### Description of the task
Copy the listing below line for line, without changing anything.

* start Task material *

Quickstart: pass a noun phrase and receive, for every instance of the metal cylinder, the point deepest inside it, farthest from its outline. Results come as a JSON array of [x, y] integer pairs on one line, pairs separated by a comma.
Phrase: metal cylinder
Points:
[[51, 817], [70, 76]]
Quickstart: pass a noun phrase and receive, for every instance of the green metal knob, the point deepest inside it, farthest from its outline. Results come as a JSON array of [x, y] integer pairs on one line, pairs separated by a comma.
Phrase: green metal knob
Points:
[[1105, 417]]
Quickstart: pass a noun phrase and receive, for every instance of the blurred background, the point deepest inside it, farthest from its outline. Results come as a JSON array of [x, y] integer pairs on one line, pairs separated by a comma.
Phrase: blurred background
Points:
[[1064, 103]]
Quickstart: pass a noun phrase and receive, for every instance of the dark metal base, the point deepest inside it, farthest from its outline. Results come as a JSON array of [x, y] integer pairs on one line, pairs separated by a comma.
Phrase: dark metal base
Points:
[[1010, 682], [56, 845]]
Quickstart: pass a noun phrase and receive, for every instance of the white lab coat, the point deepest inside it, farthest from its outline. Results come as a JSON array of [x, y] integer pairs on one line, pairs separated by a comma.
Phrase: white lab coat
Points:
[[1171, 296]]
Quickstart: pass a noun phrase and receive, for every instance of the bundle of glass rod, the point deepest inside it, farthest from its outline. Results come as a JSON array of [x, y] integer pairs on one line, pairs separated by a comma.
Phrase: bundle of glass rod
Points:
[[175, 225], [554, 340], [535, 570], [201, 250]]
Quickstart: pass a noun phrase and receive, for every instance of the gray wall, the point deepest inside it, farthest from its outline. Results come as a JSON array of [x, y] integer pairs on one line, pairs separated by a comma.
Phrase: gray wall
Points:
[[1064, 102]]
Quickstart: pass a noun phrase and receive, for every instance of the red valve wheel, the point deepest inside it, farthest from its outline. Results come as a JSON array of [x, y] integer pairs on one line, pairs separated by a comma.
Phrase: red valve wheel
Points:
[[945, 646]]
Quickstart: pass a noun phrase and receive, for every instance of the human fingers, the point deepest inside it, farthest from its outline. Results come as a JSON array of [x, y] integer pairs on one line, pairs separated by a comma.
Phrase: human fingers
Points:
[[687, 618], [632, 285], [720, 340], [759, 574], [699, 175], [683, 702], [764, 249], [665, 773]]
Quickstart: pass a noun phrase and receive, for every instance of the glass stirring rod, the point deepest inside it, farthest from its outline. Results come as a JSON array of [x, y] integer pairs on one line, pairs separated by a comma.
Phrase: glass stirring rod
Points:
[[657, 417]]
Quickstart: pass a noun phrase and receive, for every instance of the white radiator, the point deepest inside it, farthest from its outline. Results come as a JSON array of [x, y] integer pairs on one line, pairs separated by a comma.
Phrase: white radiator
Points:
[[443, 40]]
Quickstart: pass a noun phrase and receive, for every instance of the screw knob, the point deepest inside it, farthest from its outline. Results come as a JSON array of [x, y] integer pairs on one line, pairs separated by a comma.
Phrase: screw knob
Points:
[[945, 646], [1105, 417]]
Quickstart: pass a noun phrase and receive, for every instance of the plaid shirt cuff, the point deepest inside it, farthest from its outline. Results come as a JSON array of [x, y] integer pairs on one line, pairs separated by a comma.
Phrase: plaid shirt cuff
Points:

* end Task material *

### Full solution
Quickstart: pass a noun phrase and receive, for every instance of the metal cylinder, the point deepest inside it, farthest from its outline. Results come as a JSON array of [x, y] integer pairs on one line, pairs separated by a comma.
Phrase: metal cylinder
Points:
[[51, 817], [70, 76]]
Quickstart: pass a noun phrase and receive, for every instance of the green metal knob, the point deepest inside it, farthest from its outline. Results come as a JSON array of [x, y] integer pairs on one line, pairs separated by a comma.
Phrase: green metal knob
Points:
[[1105, 417]]
Quickstart: pass a noun phrase and receive, for every instance of the blurred background, the point deepest inside it, farthest from its outline. Results come as a JSON array of [x, y] integer pairs on one line, pairs separated by a comma.
Phrase: blurred background
Points:
[[1064, 103]]
Quickstart: pass a noun phrase and receive, for every instance of the dark metal base, the point deepest inside it, farthest from its outline. Results come as a JSON array of [x, y] integer pairs on one line, pairs separated by a comma.
Phrase: dark metal base
Points:
[[1010, 682], [56, 845]]
Quickstart: pass a noun phrase and receive, for every instance of the white lab coat, the point deepest inside it, farthest from its outline. Results come as a JSON array of [x, y] integer pairs on one line, pairs separated by a comma.
Phrase: white lab coat
Points:
[[1171, 296]]
Quickstart: pass a noun phrase and receive, for every instance of the bundle of glass rod, the point deepest inside it, farthest from its outline. Results come as a JSON array of [x, y] integer pairs on one line, pairs separated by a comma.
Phrase: bundle of glass rod
Points:
[[175, 225], [554, 340], [535, 570], [201, 250]]
Quickstart: pass a noun phrase and receive, for every instance of the gray wall, the point deepest inside it, farthest from its outline. Results come as a JSON array of [x, y] integer pairs on one line, pairs separated by a comma.
Phrase: gray wall
Points:
[[1064, 102]]
Quickstart: pass a noun phrase and receive, for every instance of the red valve wheel, the point deepest inside it, farthest from its outline. Results come as a JSON array of [x, y] integer pairs on one line, pairs separated by a comma.
Phrase: red valve wheel
Points:
[[945, 646]]
Quickstart: pass a noun phrase and receive, for every instance of the human fingers, the point deepest inside it, farthest from its outline. Results come as a JSON array of [x, y] integer pairs on one line, pairs separated by a comma.
Phrase: human fingers
Points:
[[687, 618], [632, 285], [720, 340], [759, 574], [699, 175], [683, 702], [764, 249], [665, 773]]
Quickstart: pass a noun phrase and receive, for every instance of the glass stirring rod, the point deepest inside it, farthest from its outline. Results come as a JSON array of [x, y] integer pairs on one line, pairs separated by a comma.
Phrase: glass stirring rod
Points:
[[657, 417]]
Quickstart: pass a noun phrase and receive, for every instance of the white radiator, the point deepest inside it, farthest from its outline. Results come as a JSON array of [x, y] integer pairs on one line, pairs separated by a comma.
Phrase: white radiator
Points:
[[443, 40]]
Quickstart: pass a noun phrase and receive, for every instance of the screw knob, the point deepest inside it, farthest from its outline. Results come as a JSON array of [x, y] integer pairs on one line, pairs separated by a comma.
Phrase: screw knob
Points:
[[945, 646], [1105, 417]]
Quickstart: pass a noun phrase and receive, for every instance of the plaid shirt cuff, the point deepest inside it, farthest from its outline. Results come as a JSON array of [x, y] integer pairs on one line, pairs separated by a comma.
Phrase: plaid shirt cuff
Points:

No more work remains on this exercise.